## PROBLEM SET
- a) Please reproduce the Matt White passage, starting at "At least, that" and ending at "his big break.", swapping "Washington Square Park" for "Central Park".
- b) According to the Matt White passage, which state did he move back to New York from?
- c) Continue the Matt White passage from its last sentence.

## EXTRACT
At least, that was Matt White’s plan. For months, he sat busking for the crowds that strolled by at Washington Square Park, trying to get any sort of break. In fact, the New York native had moved back from Wisconsin to do just that. “I wanted that New York air,” he says, laughing. More precisely, he didn’t want to work a regular job. He wanted to play music. He just needed to field test his material before he could make inroads with the Manhattan club scene. So he sang, screamed and howled. He ate off quarters, nickels and dimes. And he waited for his big break.

“You know, it was good to be out there,” he says. “No one is watching you and everyone is watching you. I’d just walk around a park with a guitar and see what happened. Most of the time, I just played.”

## PROVIDED MATERIAL
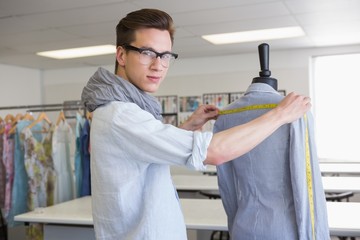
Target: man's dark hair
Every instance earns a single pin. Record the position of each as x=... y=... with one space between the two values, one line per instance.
x=144 y=18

## RESPONSES FOR EACH TASK
- a)
At least, that was Matt White’s plan. For months, he sat busking for the crowds that strolled by at Central Park, trying to get any sort of break. In fact, the New York native had moved back from Wisconsin to do just that. “I wanted that New York air,” he says, laughing. More precisely, he didn’t want to work a regular job. He wanted to play music. He just needed to field test his material before he could make inroads with the Manhattan club scene. So he sang, screamed and howled. He ate off quarters, nickels and dimes. And he waited for his big break.

- b) Wisconsin

- c)
Eventually, though, he started getting real gigs—and real interest. It’s not surprising. The guy sings like he’s built for cuddling—all high coos and seductive warbles that could woo a dove, or at least make you wonder if Adam Levine had a brother their parents loved more. And he drapes that falsetto over the kind of songs that make VH1 programmers reconsider their celebrity obsession. Tracks like “I’ll Be There” and “Paradise” are designed for Top 40 success: there’s the lightly thumping drums, the strings that well up like tears, and the choruses meant to get a stadium of women singing along. The lyrics rarely veer from dealing with love in all its sticky incarnations. And they’re all delivered with utter conviction. It’s like White broke into Rob Thomas’ secret vault of rock success and stole his plans for world domination. White even has an apology ready for that: the ultimate make-up sex song “Moment of Weakness,” where he trills out, “It was my moment of weakness/ I just need some forgiveness from you.”

But suggest that White might be actually be biting off someone, anyone—particularly John Mayer, to whom he’s already inexplicably linked—and he gets defensive. “This is what I do and what I’m going to do,” he says. “I play piano and I write songs. But I don’t write songs like he does. The only reason I even started playing guitar was because I couldn’t fit a piano into my room. I just don’t see the connection.”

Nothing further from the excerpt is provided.